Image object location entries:
════════════════
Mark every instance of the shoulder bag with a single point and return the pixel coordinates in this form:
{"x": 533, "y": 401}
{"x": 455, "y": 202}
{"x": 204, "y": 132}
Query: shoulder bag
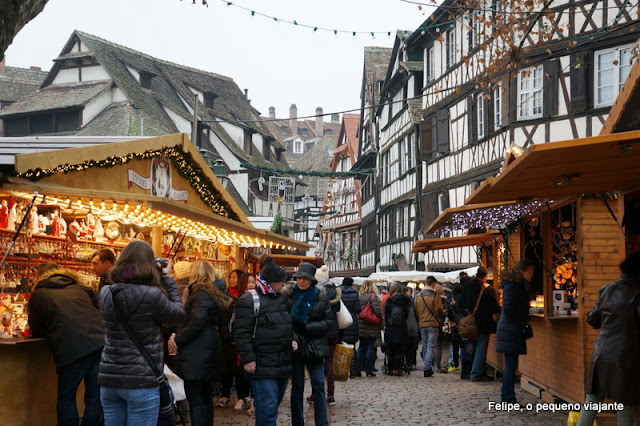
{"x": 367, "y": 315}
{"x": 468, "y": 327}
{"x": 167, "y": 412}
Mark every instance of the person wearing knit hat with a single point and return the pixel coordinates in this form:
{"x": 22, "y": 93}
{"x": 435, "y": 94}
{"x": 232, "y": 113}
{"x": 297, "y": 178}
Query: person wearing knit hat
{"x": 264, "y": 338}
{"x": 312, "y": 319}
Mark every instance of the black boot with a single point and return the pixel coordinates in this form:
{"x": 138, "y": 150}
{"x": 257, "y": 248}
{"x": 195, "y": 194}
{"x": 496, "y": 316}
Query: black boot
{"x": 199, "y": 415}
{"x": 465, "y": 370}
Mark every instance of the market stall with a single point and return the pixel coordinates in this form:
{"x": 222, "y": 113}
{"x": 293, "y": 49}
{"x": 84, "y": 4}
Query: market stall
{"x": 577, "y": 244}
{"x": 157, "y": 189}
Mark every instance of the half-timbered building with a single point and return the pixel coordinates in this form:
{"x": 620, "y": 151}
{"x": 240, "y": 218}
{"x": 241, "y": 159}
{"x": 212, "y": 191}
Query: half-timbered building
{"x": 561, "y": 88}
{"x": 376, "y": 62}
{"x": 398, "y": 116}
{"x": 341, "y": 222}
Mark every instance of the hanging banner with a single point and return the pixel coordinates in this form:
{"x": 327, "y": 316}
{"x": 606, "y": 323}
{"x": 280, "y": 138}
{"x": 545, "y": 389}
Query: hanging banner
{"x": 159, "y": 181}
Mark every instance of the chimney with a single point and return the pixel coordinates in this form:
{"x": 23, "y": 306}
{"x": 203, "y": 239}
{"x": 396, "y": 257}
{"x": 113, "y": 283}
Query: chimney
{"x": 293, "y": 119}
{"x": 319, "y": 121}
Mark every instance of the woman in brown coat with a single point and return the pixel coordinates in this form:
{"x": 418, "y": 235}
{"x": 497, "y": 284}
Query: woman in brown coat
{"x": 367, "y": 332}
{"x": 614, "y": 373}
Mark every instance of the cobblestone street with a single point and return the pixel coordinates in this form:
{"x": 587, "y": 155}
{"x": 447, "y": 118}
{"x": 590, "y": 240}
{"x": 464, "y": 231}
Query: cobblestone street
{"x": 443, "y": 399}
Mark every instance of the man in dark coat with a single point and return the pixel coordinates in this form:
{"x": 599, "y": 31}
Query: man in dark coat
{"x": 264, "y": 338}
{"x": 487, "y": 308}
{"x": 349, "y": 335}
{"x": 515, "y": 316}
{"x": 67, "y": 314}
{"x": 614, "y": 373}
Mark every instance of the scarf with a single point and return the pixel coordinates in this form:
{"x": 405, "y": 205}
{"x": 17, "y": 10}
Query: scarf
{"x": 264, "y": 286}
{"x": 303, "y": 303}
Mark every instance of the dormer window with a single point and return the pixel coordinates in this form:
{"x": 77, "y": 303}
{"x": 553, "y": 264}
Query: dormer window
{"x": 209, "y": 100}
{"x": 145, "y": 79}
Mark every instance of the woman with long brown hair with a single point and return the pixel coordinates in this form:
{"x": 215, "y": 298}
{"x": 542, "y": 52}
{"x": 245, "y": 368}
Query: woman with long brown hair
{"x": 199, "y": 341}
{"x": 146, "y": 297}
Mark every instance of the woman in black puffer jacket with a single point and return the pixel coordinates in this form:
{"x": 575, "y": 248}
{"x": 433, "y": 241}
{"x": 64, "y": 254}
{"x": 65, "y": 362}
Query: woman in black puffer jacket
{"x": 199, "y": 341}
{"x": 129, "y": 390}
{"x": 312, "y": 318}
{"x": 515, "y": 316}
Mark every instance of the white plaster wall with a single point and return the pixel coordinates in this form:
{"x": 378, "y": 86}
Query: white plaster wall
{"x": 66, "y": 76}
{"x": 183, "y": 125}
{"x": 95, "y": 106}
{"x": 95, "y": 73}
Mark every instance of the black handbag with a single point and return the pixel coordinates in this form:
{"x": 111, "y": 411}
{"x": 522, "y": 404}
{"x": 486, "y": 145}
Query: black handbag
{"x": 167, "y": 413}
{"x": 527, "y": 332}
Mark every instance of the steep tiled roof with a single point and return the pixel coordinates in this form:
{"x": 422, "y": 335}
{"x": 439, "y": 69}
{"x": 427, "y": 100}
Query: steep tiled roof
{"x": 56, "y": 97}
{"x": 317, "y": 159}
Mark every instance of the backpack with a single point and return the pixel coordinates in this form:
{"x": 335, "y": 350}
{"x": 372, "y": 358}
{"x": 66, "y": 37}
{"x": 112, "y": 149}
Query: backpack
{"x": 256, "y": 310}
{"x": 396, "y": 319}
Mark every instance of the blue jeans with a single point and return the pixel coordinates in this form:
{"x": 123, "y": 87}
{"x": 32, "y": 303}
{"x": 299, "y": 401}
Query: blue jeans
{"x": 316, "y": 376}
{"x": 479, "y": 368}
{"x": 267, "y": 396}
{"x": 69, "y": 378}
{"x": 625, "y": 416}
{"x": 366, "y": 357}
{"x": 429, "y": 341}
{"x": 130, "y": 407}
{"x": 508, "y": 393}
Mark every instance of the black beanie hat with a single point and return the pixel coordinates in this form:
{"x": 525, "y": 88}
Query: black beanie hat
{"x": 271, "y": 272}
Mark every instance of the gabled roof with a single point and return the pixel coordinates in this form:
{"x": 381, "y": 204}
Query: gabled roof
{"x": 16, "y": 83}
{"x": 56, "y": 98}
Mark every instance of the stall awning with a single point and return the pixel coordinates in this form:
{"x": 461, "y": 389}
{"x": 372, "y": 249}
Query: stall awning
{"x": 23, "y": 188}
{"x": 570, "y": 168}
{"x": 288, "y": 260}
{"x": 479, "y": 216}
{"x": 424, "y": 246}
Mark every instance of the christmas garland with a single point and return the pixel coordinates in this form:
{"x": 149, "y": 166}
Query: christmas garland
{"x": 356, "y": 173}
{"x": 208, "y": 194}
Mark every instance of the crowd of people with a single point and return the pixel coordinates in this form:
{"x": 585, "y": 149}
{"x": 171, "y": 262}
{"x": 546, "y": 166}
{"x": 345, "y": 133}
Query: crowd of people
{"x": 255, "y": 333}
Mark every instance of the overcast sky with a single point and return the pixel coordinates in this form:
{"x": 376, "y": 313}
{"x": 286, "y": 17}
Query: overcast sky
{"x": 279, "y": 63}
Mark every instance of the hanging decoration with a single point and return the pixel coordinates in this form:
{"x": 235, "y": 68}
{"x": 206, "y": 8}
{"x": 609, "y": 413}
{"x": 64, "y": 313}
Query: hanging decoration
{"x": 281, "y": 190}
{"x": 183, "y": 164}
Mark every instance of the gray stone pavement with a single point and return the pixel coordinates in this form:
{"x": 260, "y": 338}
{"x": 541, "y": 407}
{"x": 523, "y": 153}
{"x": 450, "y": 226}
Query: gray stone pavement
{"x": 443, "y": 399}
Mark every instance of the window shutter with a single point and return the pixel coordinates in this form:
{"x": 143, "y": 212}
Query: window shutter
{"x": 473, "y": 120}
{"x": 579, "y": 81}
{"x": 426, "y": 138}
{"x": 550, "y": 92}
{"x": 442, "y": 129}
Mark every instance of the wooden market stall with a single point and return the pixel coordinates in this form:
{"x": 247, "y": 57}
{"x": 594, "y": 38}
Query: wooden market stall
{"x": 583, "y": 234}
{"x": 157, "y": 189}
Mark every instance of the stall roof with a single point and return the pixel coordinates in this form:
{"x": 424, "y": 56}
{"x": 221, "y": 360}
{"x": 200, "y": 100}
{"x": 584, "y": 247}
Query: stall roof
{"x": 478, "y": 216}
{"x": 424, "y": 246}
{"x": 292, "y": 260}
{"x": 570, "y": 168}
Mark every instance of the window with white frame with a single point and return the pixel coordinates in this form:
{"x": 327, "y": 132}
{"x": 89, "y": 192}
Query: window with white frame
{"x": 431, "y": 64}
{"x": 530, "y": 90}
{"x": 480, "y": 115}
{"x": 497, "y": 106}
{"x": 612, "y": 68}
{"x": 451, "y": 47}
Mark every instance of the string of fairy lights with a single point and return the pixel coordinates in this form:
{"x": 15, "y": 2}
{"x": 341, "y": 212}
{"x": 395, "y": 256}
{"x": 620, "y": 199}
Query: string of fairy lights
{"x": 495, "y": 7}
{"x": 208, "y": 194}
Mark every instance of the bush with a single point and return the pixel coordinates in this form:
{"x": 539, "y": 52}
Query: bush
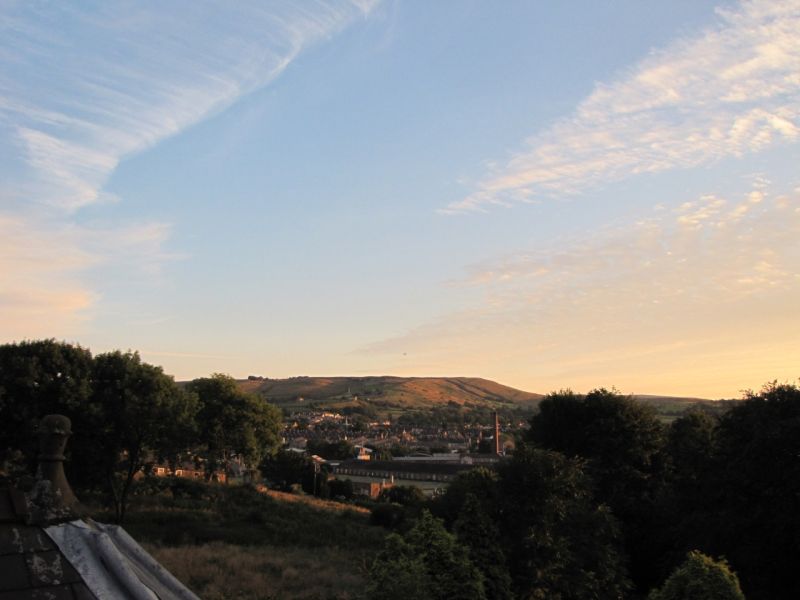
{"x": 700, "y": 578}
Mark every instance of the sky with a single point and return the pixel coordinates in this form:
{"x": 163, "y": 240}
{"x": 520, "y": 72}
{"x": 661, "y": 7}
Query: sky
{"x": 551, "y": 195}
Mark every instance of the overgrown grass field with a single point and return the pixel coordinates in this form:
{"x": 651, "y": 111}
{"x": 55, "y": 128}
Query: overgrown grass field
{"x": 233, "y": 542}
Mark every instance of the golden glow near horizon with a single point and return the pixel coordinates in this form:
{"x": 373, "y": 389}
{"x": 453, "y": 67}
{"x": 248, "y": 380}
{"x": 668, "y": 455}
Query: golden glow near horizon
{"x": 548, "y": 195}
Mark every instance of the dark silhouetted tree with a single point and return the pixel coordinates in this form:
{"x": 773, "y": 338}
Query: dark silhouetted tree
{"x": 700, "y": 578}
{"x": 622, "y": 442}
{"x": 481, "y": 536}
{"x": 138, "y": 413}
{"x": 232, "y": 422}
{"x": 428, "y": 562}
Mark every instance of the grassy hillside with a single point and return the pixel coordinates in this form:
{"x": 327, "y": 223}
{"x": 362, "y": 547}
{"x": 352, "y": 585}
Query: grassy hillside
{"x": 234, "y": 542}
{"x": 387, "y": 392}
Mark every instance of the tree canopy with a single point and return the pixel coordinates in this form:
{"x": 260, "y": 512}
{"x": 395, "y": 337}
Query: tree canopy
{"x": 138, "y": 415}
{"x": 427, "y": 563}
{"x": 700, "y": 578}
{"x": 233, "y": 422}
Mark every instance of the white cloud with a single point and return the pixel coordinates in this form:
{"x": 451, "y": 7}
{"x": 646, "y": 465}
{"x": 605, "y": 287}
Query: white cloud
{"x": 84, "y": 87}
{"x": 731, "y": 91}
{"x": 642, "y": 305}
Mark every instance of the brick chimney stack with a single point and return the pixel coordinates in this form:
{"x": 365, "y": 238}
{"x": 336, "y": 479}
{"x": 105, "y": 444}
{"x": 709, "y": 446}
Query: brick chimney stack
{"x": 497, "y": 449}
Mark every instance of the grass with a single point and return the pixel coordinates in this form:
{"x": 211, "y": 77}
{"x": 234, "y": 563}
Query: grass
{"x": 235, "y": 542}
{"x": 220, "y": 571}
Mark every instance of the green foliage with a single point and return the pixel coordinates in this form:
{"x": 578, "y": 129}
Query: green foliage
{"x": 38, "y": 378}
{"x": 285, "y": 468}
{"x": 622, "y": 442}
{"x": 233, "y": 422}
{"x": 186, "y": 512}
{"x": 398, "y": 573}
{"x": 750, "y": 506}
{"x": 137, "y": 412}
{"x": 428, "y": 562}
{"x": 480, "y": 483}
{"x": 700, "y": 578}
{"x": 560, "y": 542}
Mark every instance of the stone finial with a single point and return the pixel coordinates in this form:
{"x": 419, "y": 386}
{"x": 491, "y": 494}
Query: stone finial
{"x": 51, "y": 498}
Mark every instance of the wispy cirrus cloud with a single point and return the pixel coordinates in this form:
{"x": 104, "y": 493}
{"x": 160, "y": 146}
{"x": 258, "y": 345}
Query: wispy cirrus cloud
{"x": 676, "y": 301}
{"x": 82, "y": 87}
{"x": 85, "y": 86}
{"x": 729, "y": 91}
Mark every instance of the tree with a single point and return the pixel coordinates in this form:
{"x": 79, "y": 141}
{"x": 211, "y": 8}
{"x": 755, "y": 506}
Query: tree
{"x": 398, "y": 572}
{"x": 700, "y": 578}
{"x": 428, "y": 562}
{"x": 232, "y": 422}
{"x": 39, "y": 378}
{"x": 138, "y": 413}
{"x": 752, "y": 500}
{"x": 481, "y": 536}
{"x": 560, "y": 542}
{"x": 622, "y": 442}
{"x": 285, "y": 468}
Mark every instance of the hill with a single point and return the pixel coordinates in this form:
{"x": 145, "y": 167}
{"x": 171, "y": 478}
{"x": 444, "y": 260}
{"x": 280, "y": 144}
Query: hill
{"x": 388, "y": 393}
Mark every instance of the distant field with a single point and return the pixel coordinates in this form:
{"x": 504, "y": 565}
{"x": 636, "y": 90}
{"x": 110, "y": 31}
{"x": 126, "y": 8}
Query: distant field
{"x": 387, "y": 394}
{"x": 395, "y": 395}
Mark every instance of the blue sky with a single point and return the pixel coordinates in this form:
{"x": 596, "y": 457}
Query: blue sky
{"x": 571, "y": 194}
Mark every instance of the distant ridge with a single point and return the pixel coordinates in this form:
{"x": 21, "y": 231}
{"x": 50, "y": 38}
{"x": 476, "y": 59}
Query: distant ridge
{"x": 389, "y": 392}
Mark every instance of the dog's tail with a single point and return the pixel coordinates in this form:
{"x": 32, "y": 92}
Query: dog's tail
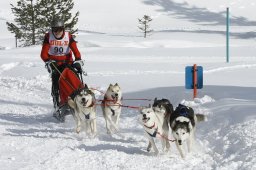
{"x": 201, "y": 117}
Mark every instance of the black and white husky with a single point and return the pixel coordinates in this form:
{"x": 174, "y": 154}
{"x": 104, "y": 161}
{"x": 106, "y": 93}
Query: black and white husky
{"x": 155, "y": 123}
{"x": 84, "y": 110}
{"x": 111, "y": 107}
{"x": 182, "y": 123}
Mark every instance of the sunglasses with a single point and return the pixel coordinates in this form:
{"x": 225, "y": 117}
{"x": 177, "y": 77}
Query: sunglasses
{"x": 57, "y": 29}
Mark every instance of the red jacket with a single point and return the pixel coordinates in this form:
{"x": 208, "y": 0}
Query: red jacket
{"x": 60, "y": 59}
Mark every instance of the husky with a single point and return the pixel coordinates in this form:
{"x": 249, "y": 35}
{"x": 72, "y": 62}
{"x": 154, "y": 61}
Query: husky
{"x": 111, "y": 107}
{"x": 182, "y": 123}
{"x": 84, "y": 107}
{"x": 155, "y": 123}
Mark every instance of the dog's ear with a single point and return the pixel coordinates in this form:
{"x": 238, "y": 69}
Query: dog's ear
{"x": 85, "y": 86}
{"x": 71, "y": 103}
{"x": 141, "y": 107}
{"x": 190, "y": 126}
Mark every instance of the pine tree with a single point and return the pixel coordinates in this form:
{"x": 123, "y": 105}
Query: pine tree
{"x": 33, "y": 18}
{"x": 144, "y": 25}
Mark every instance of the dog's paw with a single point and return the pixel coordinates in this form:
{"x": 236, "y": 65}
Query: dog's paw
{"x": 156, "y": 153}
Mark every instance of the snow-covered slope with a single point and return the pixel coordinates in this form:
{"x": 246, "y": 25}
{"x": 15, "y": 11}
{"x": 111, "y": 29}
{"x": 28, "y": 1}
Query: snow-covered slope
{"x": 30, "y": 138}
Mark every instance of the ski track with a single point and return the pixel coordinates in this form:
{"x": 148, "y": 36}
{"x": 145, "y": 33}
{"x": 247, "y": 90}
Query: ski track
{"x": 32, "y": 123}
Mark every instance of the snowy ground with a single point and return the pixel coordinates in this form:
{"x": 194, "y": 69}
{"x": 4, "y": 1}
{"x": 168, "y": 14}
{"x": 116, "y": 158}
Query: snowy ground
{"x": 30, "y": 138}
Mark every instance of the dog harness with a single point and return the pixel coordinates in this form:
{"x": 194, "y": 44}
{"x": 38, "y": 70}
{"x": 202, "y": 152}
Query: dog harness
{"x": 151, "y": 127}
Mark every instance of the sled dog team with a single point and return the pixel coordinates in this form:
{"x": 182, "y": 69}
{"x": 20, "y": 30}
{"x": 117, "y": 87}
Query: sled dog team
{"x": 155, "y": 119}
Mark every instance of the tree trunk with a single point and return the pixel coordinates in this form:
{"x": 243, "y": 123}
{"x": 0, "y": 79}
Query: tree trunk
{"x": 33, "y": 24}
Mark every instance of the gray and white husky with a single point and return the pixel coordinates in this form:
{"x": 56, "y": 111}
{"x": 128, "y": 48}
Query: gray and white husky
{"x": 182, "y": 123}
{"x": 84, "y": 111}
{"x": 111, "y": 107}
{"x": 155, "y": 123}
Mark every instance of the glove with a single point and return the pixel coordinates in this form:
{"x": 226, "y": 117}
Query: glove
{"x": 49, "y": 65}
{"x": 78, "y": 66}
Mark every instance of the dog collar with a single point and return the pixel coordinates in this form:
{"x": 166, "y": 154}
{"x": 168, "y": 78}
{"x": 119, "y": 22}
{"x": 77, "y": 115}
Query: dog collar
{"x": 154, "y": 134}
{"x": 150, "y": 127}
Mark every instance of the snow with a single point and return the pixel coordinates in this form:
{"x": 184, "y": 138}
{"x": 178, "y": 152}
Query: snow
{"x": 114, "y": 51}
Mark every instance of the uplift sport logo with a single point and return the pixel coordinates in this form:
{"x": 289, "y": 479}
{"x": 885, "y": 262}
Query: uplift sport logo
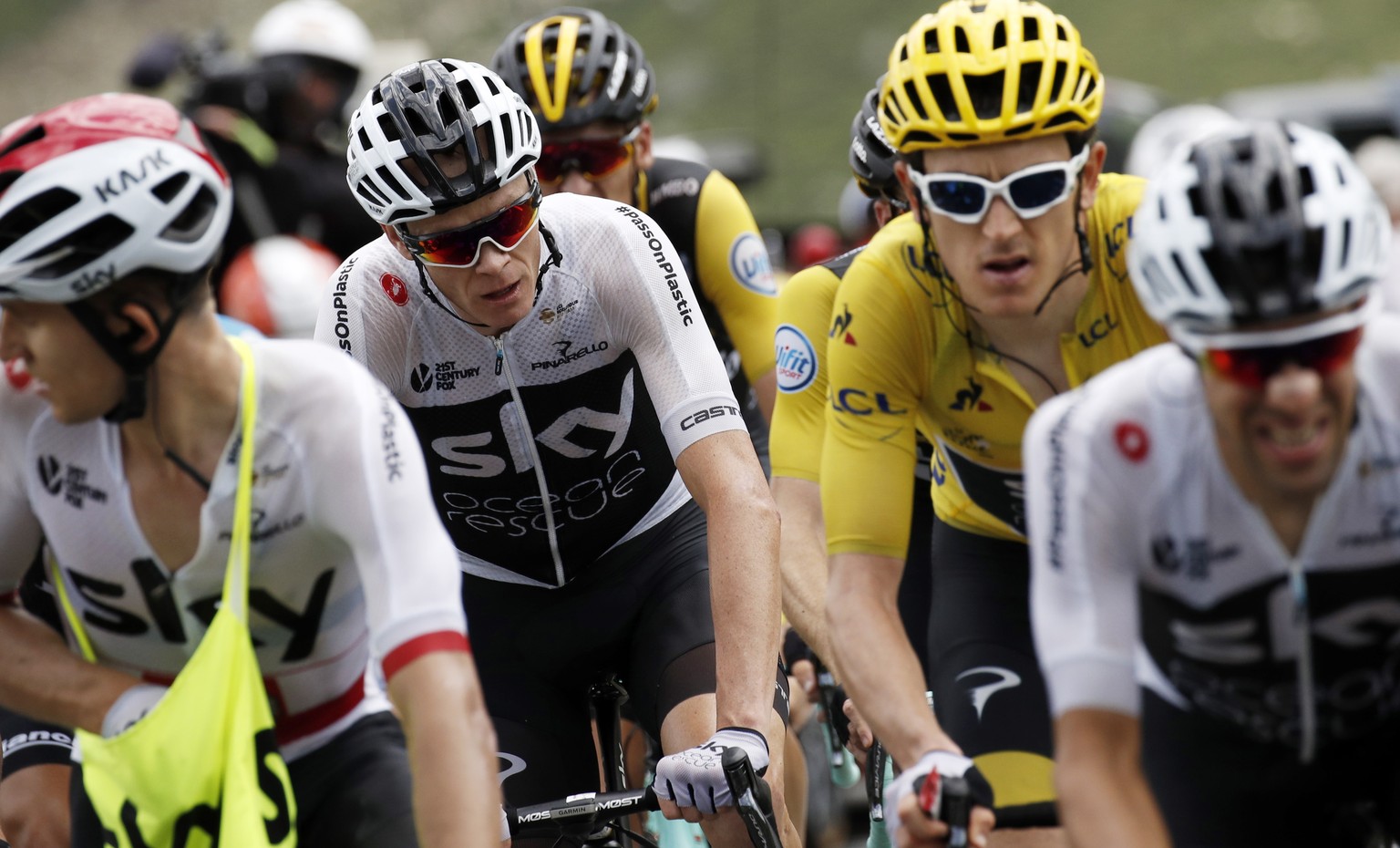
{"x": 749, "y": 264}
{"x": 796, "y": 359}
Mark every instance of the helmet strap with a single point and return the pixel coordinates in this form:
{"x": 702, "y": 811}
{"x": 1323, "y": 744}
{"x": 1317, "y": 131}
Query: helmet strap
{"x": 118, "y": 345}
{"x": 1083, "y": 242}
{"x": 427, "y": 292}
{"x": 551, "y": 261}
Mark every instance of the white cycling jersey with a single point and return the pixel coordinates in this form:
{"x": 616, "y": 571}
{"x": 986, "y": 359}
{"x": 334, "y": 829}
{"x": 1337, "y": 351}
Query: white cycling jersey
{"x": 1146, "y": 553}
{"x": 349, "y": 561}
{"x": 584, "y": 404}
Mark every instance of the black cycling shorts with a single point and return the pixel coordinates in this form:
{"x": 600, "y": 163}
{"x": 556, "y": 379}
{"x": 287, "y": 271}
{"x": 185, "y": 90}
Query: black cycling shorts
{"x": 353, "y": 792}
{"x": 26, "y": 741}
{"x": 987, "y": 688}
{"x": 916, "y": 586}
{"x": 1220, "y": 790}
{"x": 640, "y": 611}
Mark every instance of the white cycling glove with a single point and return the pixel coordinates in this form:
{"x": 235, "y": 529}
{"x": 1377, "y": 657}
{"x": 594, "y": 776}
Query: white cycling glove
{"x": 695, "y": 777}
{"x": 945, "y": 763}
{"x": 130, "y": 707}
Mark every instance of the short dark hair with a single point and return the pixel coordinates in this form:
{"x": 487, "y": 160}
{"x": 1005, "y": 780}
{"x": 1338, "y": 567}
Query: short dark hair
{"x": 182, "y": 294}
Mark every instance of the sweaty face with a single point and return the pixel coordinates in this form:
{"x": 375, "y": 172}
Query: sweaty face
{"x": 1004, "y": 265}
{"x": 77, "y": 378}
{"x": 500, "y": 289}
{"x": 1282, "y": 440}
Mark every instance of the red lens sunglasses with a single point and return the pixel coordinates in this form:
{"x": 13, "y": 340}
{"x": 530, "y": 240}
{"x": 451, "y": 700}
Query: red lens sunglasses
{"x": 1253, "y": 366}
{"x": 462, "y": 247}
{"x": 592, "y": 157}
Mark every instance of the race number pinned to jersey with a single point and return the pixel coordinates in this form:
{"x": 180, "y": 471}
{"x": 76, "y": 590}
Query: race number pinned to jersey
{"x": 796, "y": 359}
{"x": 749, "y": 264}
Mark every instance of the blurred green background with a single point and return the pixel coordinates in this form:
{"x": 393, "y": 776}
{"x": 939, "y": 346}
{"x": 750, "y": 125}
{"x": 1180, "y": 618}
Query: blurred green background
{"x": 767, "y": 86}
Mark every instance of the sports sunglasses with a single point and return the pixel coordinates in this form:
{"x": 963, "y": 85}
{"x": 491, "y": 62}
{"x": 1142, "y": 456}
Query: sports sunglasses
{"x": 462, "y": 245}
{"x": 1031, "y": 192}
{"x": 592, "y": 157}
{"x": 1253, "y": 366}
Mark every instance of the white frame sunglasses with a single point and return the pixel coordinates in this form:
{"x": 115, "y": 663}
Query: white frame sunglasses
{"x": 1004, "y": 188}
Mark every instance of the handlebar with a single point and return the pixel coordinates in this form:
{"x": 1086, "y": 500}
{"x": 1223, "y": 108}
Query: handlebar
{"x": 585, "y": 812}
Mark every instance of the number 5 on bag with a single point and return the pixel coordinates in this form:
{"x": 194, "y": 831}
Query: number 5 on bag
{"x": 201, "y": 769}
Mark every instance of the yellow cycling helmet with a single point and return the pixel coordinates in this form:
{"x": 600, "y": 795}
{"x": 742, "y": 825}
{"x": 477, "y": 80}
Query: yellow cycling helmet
════════════════
● **Problem requirements**:
In the listing above, find the line containing "Mark every instance of the handlebar", then reproduce it and each line after it through the end, exactly and with nothing added.

● **Exercise answer**:
Mark every instance of the handlebar with a single point and return the pixel coordinates in this form:
{"x": 1086, "y": 500}
{"x": 1223, "y": 108}
Query: handlebar
{"x": 585, "y": 812}
Mark every instance of the number 5 on bag with a single point and return the pixel coordinates in this form:
{"x": 194, "y": 831}
Query: number 5 on bag
{"x": 201, "y": 769}
Mark every instance of the yellow cycling helmet with a single point and return the pixel coordinates in this form:
{"x": 600, "y": 795}
{"x": 742, "y": 825}
{"x": 477, "y": 80}
Query: yellow cycling helmet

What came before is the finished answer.